— Begin DATA SHOWN —

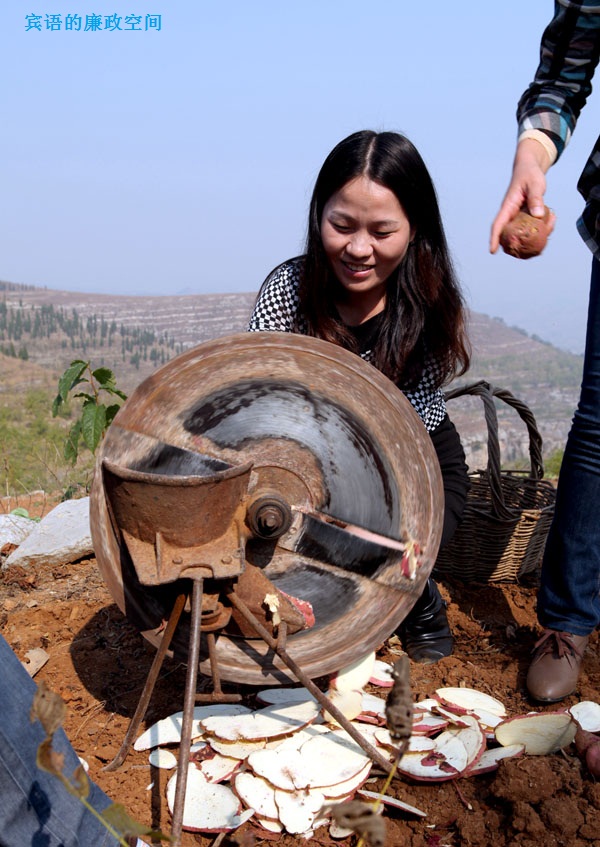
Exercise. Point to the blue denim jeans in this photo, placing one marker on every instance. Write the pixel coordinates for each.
(35, 808)
(569, 596)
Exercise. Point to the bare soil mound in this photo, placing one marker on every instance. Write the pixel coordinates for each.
(98, 663)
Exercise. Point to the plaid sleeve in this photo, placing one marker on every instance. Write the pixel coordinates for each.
(276, 306)
(569, 54)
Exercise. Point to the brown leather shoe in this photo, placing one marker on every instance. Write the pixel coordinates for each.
(554, 669)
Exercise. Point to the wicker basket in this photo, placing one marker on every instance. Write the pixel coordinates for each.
(508, 513)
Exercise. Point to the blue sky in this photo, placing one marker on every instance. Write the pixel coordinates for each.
(182, 159)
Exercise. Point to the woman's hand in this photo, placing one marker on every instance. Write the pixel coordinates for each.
(526, 189)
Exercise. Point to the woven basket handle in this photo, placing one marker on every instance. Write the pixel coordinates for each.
(487, 393)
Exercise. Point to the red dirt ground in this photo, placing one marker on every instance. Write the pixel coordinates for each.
(98, 663)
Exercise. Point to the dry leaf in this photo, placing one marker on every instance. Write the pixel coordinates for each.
(48, 708)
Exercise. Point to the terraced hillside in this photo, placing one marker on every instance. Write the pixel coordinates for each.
(135, 335)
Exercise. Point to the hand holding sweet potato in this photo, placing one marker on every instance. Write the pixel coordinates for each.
(526, 236)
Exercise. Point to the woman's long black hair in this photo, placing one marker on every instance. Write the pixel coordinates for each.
(424, 315)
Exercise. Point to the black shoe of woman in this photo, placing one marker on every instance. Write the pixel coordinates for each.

— End DATA SHOWN —

- **SET EXERCISE**
Pull every line of the entries above out word for word, and leave the pictures out of your copy.

- **ANSWER TO THE EXERCISE**
Exercise. Point to the blue denim jeans in this photo, placing one marker on every instance. Write the pixel coordinates for each.
(35, 808)
(569, 596)
Exercise. Point to the bare soil mound in this photo, placing one marker on every instance. Write the pixel coordinates for each.
(98, 663)
Exercise. Point to the plaid sleeve in this photo, placing one marker on every instance. Write the pixel coordinates for each.
(276, 306)
(569, 54)
Exercise. Point to the brown leather shoe in this photo, placing one marker on every instance. Write the pixel coordinates for each.
(554, 669)
Exercise. Point to the wicker basket in this photo, placing one marker on every instance. Write the pixel coordinates for each.
(508, 513)
Exercise. Point to the blue sky in this photo, placing one marker on every instance. Write the pixel coordinates for each.
(182, 159)
Exercise. Point to the woman's hand in this photo, placing one marker on every instance. Write the pixel coordinates for each.
(526, 189)
Exercise. Point to the woven basket handle in this photo, placing one marker on every instance. Write the pixel coordinates for each.
(487, 393)
Exercise. Point to the red dirt ground in this photo, placing one marker on every instance. Write the pixel coordinates for each.
(98, 663)
Exercise. Point to the dry leaf in this photo, placing one marker on every instance. Write the pixel coordinates for each.
(48, 708)
Exercise. Point to the terraced hillside in this photo, placing one marker on every instance. Write the pixel coordinates for each.
(135, 335)
Exercise. Point to the hand holding sweet potato in this photo, placing one marker on every instance. Write the pixel coordinates for each.
(526, 236)
Exercise. Point to the woman's long black hair in this photo, placing one marker on every instance. Write the pixel coordinates for each.
(424, 315)
Exercise. Point to the black shoe of woman in this photo, placing one marker on every instance. Write the pixel coordinates for each.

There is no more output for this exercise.